WHAT IS NEEDED: Find the line that contains "Teacher note: have the class pick out the cheek" in the entries below. Restate it and every line after it, word for word, with no pictures.

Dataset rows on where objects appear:
+ + + +

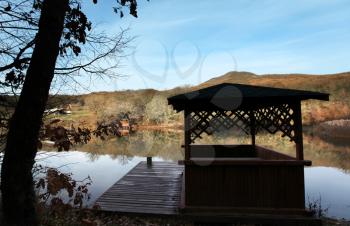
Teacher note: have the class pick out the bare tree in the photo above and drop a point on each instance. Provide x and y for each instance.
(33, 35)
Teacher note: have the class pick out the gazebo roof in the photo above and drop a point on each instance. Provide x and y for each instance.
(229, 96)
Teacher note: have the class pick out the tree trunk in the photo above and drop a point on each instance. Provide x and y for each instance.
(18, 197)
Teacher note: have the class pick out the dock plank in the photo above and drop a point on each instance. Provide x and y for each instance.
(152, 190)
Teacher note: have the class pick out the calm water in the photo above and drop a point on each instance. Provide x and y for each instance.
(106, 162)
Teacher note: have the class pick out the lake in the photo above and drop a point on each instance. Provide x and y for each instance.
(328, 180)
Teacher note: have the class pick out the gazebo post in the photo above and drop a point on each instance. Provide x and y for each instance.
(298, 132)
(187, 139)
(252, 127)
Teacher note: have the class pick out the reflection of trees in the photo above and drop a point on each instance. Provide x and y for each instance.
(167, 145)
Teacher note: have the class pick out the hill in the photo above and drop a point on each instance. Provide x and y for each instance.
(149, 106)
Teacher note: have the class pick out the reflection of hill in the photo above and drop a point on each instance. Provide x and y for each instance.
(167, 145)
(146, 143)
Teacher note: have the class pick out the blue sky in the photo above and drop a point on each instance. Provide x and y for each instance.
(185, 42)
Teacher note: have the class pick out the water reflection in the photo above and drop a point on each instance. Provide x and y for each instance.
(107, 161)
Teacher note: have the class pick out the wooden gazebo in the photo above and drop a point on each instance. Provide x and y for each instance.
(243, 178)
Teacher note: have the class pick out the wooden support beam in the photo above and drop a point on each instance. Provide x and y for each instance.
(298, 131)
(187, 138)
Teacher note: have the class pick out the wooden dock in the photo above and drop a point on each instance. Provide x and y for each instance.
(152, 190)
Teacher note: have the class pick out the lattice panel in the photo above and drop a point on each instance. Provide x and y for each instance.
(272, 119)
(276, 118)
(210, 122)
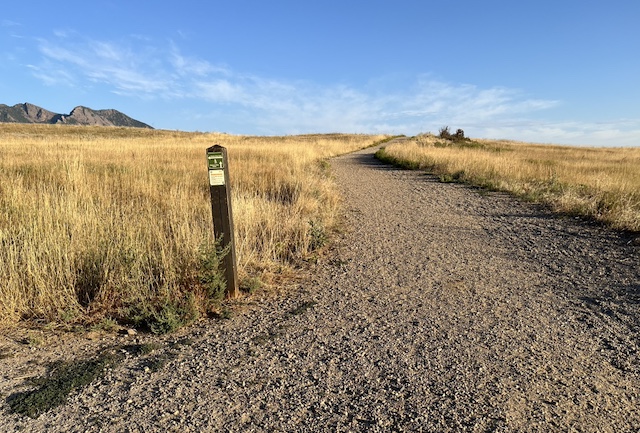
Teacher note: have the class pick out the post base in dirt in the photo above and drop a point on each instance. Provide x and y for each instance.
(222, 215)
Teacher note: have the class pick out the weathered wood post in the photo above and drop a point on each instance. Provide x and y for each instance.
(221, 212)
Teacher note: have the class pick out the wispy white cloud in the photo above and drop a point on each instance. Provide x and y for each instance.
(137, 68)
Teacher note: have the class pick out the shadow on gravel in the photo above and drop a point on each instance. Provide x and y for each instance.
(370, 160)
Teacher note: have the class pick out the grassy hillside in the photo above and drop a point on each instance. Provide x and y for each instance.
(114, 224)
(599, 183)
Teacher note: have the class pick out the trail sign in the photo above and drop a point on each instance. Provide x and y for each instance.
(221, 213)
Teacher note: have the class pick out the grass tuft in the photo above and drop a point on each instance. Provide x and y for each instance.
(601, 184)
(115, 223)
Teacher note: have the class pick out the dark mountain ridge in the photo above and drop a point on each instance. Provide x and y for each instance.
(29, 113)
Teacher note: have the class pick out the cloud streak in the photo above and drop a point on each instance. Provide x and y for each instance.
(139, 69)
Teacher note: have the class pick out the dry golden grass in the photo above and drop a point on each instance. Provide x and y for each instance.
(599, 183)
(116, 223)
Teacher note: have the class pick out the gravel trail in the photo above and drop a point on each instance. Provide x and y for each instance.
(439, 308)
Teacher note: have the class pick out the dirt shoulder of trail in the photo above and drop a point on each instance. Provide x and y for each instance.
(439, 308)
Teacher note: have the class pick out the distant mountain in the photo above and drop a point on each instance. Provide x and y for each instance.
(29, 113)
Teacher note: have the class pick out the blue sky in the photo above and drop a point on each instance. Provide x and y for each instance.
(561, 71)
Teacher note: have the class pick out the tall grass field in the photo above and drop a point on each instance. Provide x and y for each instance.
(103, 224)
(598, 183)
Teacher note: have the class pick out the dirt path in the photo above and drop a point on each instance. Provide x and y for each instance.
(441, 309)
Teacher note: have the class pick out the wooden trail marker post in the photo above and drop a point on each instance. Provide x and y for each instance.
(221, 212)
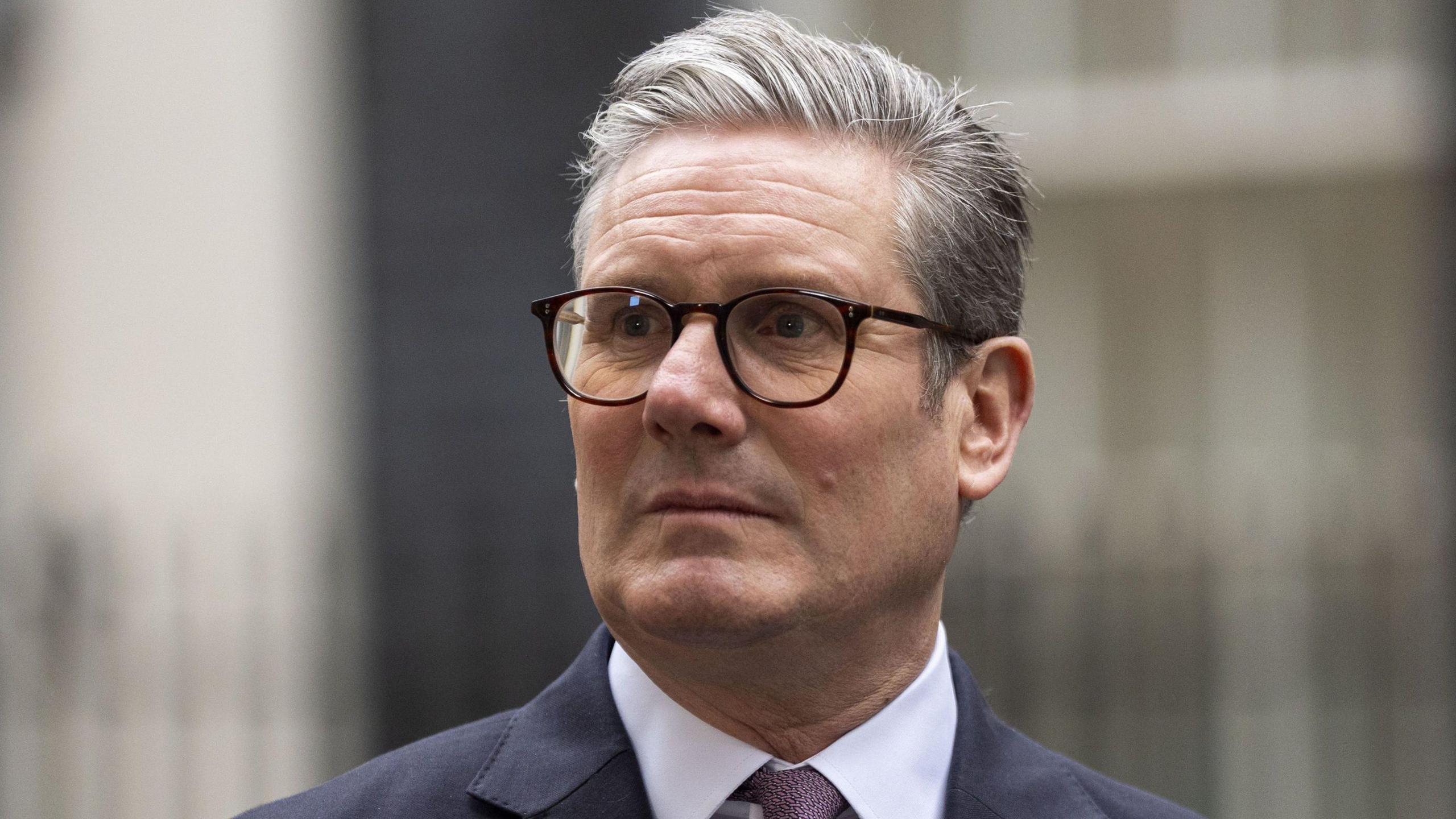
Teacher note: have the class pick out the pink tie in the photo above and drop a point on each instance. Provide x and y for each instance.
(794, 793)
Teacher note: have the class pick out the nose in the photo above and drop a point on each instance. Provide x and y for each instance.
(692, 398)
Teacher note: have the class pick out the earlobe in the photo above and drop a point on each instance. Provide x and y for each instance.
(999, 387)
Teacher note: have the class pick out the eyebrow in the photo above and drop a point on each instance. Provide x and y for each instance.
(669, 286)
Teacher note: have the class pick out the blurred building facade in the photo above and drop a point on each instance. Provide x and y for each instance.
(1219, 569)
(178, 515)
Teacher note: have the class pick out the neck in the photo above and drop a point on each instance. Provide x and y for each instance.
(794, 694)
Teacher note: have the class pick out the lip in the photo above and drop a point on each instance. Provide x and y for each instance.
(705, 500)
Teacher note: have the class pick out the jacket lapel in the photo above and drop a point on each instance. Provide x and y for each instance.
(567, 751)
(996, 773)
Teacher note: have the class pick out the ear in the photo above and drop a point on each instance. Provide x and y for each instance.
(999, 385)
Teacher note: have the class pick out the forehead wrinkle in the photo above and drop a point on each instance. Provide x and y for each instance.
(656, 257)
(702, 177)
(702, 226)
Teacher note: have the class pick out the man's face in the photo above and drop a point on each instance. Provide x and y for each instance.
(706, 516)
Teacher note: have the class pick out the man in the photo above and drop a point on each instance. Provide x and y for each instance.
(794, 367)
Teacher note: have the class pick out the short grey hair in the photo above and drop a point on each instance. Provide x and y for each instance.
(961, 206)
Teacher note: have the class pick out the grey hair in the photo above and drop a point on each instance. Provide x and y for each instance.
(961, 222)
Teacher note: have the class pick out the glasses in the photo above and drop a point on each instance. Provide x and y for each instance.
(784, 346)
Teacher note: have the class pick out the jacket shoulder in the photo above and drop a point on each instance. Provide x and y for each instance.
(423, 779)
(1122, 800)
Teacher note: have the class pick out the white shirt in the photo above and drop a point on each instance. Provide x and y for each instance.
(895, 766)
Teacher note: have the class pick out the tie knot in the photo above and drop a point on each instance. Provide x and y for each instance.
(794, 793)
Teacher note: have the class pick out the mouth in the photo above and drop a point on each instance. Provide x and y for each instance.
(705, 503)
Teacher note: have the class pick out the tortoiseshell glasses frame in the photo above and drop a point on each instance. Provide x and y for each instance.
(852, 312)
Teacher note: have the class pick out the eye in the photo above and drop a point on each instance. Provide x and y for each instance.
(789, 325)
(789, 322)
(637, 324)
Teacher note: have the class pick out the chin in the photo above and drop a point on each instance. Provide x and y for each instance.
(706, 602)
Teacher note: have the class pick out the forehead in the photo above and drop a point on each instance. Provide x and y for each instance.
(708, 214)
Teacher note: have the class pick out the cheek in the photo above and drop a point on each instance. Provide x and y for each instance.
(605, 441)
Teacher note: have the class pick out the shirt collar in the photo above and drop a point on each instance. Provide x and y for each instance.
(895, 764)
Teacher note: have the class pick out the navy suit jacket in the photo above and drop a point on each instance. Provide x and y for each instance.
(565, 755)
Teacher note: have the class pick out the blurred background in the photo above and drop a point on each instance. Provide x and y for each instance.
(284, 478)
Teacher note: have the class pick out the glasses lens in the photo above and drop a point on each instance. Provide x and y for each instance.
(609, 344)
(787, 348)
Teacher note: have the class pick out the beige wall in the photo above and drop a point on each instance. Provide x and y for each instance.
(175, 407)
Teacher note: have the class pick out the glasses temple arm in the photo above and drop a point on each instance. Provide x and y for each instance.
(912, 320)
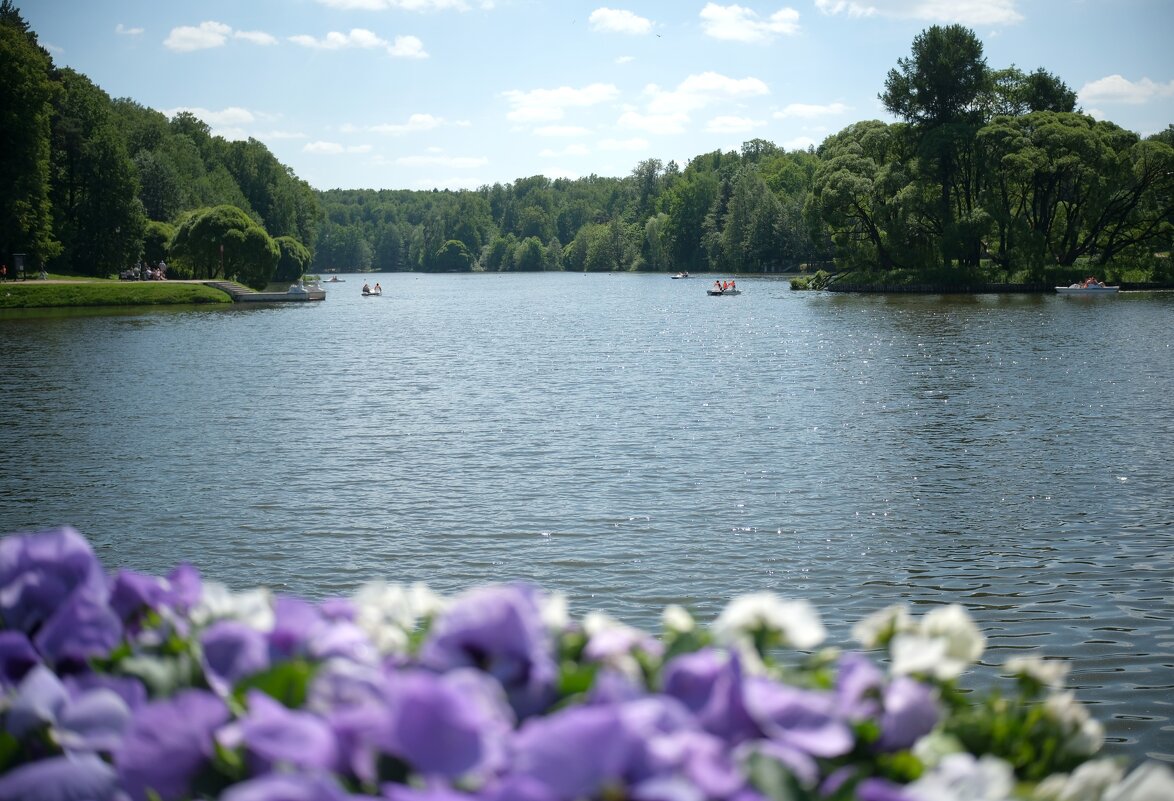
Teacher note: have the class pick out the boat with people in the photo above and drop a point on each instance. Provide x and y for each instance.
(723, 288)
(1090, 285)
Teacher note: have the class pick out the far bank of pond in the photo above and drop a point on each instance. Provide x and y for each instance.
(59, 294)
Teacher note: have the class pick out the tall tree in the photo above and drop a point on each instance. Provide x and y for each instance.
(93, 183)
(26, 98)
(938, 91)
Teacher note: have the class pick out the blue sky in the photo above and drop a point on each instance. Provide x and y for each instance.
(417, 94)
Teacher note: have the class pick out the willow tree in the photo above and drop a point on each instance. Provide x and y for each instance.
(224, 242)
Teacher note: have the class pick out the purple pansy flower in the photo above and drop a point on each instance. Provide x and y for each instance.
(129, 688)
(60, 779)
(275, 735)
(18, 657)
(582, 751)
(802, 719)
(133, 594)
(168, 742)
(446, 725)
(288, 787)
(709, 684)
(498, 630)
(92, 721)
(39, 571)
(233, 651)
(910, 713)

+ + + +

RESULT:
Teacher note: have the class pick out the cheek in the photo above and drop a point on each instance. Provide x and y for each instance.
(605, 441)
Teacher note: have the class pick out the shirt collar in the photo above and drop a point on each instance. Provide x and y for each instance.
(895, 764)
Teacher note: have the class pick out the navy suit jacket in the photo above and drop a point on each instance. Provide x and y for each instance.
(565, 755)
Teacher note: have the class pick out the blurred background in the photo above and drop a point on each instance. Provide x and y for each instance.
(284, 478)
Teacher note: have the class pick out the glasses lens in the photo above and drop a point on each instance. Provide x and y for each instance.
(609, 344)
(787, 348)
Teacher note: have the class pick out the beige wall in the photo above and drop a point on each instance. Provide x and y for each instance.
(175, 407)
Teacher note: have the class pick out the glasses temple arm in the photo above and drop a point on each instance. Provide x and y for each instance.
(912, 320)
Teacher note: have the class pick out the boat with people in the photo above and drop a point on each instance. Provide x and y for each instance.
(723, 288)
(1090, 285)
Teacher note: have the class pick out the far bank of pond in the photo above and drop a point on each instance. Provide x and y for each instance.
(59, 294)
Teacher note: have the class pick out the tall tree in the photo above and drop a point on each instance. Provide x and y for each instance.
(93, 183)
(26, 98)
(938, 91)
Teacher note: have the class pick out the blue sky in the photo above and drop a point on each instance. Provide x and y for each instance.
(417, 94)
Teacher note: have the class pick out the willow tree in the photo above and drop a point on each instance. Provide x and y for each instance.
(224, 242)
Teacher note: have the class pick out the purple pansy flower in the photo above and drop a point on each instance. Provide x and y for each instance.
(129, 688)
(60, 779)
(275, 735)
(18, 657)
(582, 751)
(802, 719)
(133, 594)
(168, 742)
(446, 725)
(288, 787)
(709, 684)
(498, 630)
(92, 721)
(39, 571)
(233, 651)
(910, 713)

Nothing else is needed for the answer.